───── EXTRACTED RECORDS ─────
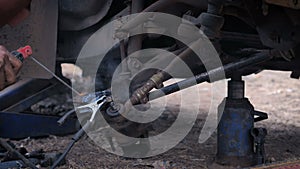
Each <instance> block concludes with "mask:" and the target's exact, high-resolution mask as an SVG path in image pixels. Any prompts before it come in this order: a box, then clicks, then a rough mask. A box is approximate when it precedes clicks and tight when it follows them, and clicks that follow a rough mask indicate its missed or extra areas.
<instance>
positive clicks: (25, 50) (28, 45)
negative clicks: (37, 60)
mask: <svg viewBox="0 0 300 169" xmlns="http://www.w3.org/2000/svg"><path fill="white" fill-rule="evenodd" d="M17 51H18V52H20V53H21V54H22V55H23V57H24V59H26V58H28V57H29V56H30V55H32V48H31V46H29V45H27V46H25V47H22V48H19V49H18V50H17Z"/></svg>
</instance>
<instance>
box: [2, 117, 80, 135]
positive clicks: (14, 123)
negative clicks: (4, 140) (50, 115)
mask: <svg viewBox="0 0 300 169" xmlns="http://www.w3.org/2000/svg"><path fill="white" fill-rule="evenodd" d="M57 120H59V117H55V116H45V115H36V114H24V113H12V112H10V113H7V112H0V137H2V138H10V139H22V138H26V137H41V136H48V135H66V134H71V133H74V132H76V131H77V129H78V127H77V126H78V122H77V120H75V119H68V120H67V121H66V122H65V123H64V125H62V126H59V125H58V124H57Z"/></svg>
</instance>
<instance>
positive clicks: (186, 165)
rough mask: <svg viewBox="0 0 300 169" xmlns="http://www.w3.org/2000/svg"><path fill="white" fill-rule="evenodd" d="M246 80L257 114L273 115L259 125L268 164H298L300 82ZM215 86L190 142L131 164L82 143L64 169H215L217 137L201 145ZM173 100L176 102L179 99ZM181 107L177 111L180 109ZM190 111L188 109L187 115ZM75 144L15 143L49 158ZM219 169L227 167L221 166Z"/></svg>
mask: <svg viewBox="0 0 300 169" xmlns="http://www.w3.org/2000/svg"><path fill="white" fill-rule="evenodd" d="M244 79H245V81H246V95H247V97H248V98H249V99H250V101H251V103H252V104H253V105H255V109H256V110H260V111H263V112H267V113H268V115H269V119H267V120H265V121H263V122H259V123H257V124H256V126H259V127H265V128H266V129H267V130H268V135H267V137H266V143H265V150H266V155H267V161H268V162H279V161H285V160H291V159H297V158H298V159H299V158H300V113H299V112H300V105H299V104H300V92H299V89H300V81H299V80H296V79H290V78H289V73H286V72H271V71H264V72H262V73H260V74H258V75H251V76H248V77H245V78H244ZM210 86H211V85H210V84H201V85H198V86H197V87H198V89H199V91H200V92H201V103H202V104H201V106H200V110H199V113H198V119H197V120H196V123H195V125H194V127H193V129H192V130H191V131H190V133H189V134H188V135H187V136H186V137H185V139H184V140H182V141H181V142H180V143H179V144H178V145H177V146H176V147H174V148H173V149H171V150H169V151H167V152H166V153H163V154H161V155H158V156H155V157H151V158H146V159H126V158H123V157H119V156H117V155H114V154H111V153H108V152H106V151H105V150H103V149H101V148H100V147H98V146H97V145H95V144H94V142H93V141H92V140H91V139H89V138H88V137H86V138H84V139H82V140H80V141H79V142H78V143H77V144H76V145H75V146H74V148H73V149H72V150H71V152H70V153H69V154H68V156H67V164H66V165H64V166H61V167H59V168H60V169H64V168H91V169H95V168H99V169H100V168H101V169H102V168H103V169H104V168H105V169H106V168H107V169H108V168H132V169H134V168H157V169H158V168H159V169H164V168H174V169H175V168H176V169H177V168H181V169H184V168H197V169H201V168H216V165H215V164H214V158H215V154H216V133H214V134H213V135H212V136H211V137H210V138H209V139H208V140H207V141H206V142H204V143H202V144H199V143H198V138H199V135H200V131H201V129H202V127H203V124H204V122H205V118H206V116H207V112H208V108H209V105H210V96H211V94H210V92H211V89H210ZM173 96H175V95H173ZM173 96H172V98H173V100H174V98H176V97H173ZM191 99H192V98H191ZM176 104H177V103H175V104H173V105H174V106H175V107H176ZM188 107H189V106H188V105H186V108H187V111H188ZM170 110H172V108H170ZM171 114H172V113H171ZM171 114H170V116H172V115H171ZM165 122H167V121H165ZM70 139H71V136H65V137H56V136H50V137H48V138H42V139H24V140H21V141H16V142H15V143H16V144H17V145H18V146H20V145H23V146H25V147H26V148H27V149H28V150H36V149H38V148H42V149H44V150H45V151H47V152H61V151H63V149H64V148H65V147H66V145H67V143H68V142H69V140H70ZM219 168H225V167H221V166H219Z"/></svg>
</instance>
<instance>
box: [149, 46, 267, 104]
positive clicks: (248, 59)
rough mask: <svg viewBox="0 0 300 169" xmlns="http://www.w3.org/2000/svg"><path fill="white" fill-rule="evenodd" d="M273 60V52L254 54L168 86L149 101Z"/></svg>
─────
= ABOUT THIS TASK =
Only the lines containing "positive" are needed; pull them out of the listing.

= RESULT OF THIS EXERCISE =
positive clicks: (25, 50) (28, 45)
positive clicks: (14, 123)
positive clicks: (186, 165)
positive clicks: (248, 59)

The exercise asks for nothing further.